◆ Problem statement ◆
Please write out the complete listing that follows, exactly as it reads.

## START Supplied data

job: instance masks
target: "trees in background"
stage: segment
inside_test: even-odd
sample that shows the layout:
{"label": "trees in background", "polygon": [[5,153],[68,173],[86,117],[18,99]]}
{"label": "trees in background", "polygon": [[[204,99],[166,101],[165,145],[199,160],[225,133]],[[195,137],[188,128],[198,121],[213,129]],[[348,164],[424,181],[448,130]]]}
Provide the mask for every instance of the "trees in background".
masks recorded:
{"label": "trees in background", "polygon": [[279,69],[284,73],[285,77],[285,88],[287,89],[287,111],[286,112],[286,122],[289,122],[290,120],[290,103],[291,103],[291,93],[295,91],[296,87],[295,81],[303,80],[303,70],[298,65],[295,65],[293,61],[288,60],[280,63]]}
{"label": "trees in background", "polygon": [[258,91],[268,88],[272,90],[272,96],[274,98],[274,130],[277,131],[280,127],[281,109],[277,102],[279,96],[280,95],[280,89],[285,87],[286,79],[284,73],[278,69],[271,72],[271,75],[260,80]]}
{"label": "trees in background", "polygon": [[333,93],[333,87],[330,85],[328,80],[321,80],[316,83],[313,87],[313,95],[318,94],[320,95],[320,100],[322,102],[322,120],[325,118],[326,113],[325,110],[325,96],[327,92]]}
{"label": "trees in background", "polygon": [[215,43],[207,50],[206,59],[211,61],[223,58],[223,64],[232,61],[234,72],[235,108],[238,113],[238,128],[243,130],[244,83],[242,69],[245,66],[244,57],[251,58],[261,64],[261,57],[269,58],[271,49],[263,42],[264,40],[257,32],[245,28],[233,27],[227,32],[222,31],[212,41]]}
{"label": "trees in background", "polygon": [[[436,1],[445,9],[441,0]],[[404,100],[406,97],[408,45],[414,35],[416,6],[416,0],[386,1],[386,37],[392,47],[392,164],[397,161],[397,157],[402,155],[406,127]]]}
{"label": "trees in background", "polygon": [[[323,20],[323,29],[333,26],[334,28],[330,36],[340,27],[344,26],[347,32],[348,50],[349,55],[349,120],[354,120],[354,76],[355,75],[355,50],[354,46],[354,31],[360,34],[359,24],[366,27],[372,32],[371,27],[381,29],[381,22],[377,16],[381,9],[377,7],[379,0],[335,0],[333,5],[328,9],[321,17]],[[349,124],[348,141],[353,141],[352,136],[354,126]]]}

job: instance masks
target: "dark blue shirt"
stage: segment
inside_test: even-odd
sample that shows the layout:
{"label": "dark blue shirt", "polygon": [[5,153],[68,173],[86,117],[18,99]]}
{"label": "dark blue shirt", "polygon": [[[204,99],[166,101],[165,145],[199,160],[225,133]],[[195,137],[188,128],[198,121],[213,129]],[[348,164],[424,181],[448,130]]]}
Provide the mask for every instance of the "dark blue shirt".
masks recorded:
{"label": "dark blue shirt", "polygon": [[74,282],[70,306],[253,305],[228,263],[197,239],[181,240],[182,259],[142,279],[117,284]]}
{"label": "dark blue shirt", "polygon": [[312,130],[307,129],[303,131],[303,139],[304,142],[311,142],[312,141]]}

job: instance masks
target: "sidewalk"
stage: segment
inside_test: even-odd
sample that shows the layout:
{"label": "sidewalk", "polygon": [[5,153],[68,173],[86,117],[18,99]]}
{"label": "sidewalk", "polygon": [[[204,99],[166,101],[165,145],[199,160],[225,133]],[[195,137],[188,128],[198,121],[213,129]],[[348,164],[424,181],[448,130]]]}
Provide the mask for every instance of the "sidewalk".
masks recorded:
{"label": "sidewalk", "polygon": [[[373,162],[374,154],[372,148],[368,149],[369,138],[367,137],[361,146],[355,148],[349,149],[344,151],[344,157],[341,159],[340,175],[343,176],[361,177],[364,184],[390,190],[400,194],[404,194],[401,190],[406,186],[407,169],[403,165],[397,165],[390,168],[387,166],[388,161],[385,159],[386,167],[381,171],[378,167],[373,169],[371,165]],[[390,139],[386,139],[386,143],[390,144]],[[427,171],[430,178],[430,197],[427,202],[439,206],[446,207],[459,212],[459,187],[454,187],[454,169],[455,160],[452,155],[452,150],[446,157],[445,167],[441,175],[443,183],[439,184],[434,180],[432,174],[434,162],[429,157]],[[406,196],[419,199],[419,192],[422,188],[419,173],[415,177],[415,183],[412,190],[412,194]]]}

## END Supplied data

◆ Solution ◆
job: instance masks
target: "trees in background"
stage: segment
inside_test: even-odd
sample that shows the layout:
{"label": "trees in background", "polygon": [[5,153],[68,173],[86,117],[18,99]]}
{"label": "trees in background", "polygon": [[[204,99],[166,101],[165,145],[199,160],[225,133]],[[195,137],[188,128],[198,121],[213,129]],[[348,164],[424,181],[448,130]]]}
Provide the mask for every instance of the "trees in background".
masks recorded:
{"label": "trees in background", "polygon": [[279,69],[284,73],[285,77],[285,88],[287,89],[287,111],[286,112],[286,122],[289,122],[290,120],[290,103],[291,103],[291,93],[295,91],[296,87],[295,81],[303,80],[303,70],[298,65],[295,65],[293,61],[288,60],[280,63]]}
{"label": "trees in background", "polygon": [[258,91],[268,88],[272,90],[272,96],[274,98],[274,130],[277,131],[280,127],[281,109],[277,102],[279,96],[280,95],[280,89],[285,87],[286,79],[284,73],[278,69],[271,72],[271,75],[260,80]]}
{"label": "trees in background", "polygon": [[333,93],[333,87],[330,85],[328,80],[321,80],[316,83],[313,87],[313,95],[318,94],[320,95],[320,100],[322,102],[322,120],[325,118],[326,113],[325,110],[325,96],[327,92]]}
{"label": "trees in background", "polygon": [[215,43],[207,50],[206,59],[211,61],[223,58],[223,64],[232,61],[234,72],[235,108],[238,113],[238,128],[243,130],[244,83],[242,69],[245,66],[244,57],[251,58],[261,64],[261,57],[269,58],[271,49],[263,42],[264,40],[257,32],[245,28],[233,27],[227,32],[222,31],[212,41]]}
{"label": "trees in background", "polygon": [[[436,1],[445,9],[441,0]],[[404,100],[406,97],[408,45],[414,35],[416,6],[416,0],[386,1],[386,37],[392,47],[392,164],[397,161],[397,157],[402,155],[406,127]]]}
{"label": "trees in background", "polygon": [[[323,20],[323,29],[333,26],[334,28],[330,36],[340,27],[344,26],[347,32],[348,50],[349,55],[349,120],[354,120],[354,76],[355,75],[355,50],[354,46],[354,31],[360,34],[359,24],[366,27],[372,32],[371,27],[381,29],[381,22],[377,16],[381,9],[377,7],[379,0],[335,0],[333,5],[328,9],[321,17]],[[349,124],[348,141],[353,141],[352,136],[354,126]]]}

job: instance masks
target: "dark blue shirt"
stage: segment
inside_test: even-odd
sample that shows the layout:
{"label": "dark blue shirt", "polygon": [[5,153],[68,173],[86,117],[18,99]]}
{"label": "dark blue shirt", "polygon": [[[204,99],[166,101],[165,145],[199,160],[225,133]],[[195,137],[188,128],[198,121],[213,129]],[[348,164],[424,181],[448,130]]]}
Provide the mask for every instance of the "dark blue shirt".
masks recorded:
{"label": "dark blue shirt", "polygon": [[74,282],[70,306],[253,305],[228,263],[197,239],[181,240],[182,259],[142,279],[117,284]]}
{"label": "dark blue shirt", "polygon": [[312,130],[307,129],[303,131],[303,139],[304,142],[311,142],[312,141]]}

job: instance masks
target: "sidewalk"
stage: segment
inside_test: even-odd
sample that shows the layout:
{"label": "sidewalk", "polygon": [[5,153],[68,173],[86,117],[18,99]]}
{"label": "sidewalk", "polygon": [[[204,99],[166,101],[165,145],[199,160],[225,133]],[[195,137],[188,128],[198,121],[213,129]],[[348,164],[424,181],[448,130]]]}
Provide the mask for every instance of the "sidewalk".
masks recorded:
{"label": "sidewalk", "polygon": [[[373,162],[374,154],[372,148],[368,149],[369,138],[367,137],[361,146],[355,148],[349,149],[344,151],[344,157],[341,159],[340,175],[343,176],[361,177],[364,184],[390,190],[400,194],[404,194],[401,190],[406,186],[407,169],[403,165],[397,165],[390,168],[387,166],[388,161],[385,159],[386,167],[381,171],[378,167],[373,169],[371,165]],[[390,139],[386,139],[386,143],[390,144]],[[427,171],[430,178],[430,197],[427,202],[439,206],[446,207],[459,212],[459,187],[454,187],[454,169],[455,160],[452,155],[452,150],[446,157],[445,167],[441,175],[443,183],[439,184],[434,180],[432,174],[434,162],[429,157]],[[406,196],[419,199],[419,192],[422,188],[419,173],[415,177],[415,183],[412,190],[412,194]]]}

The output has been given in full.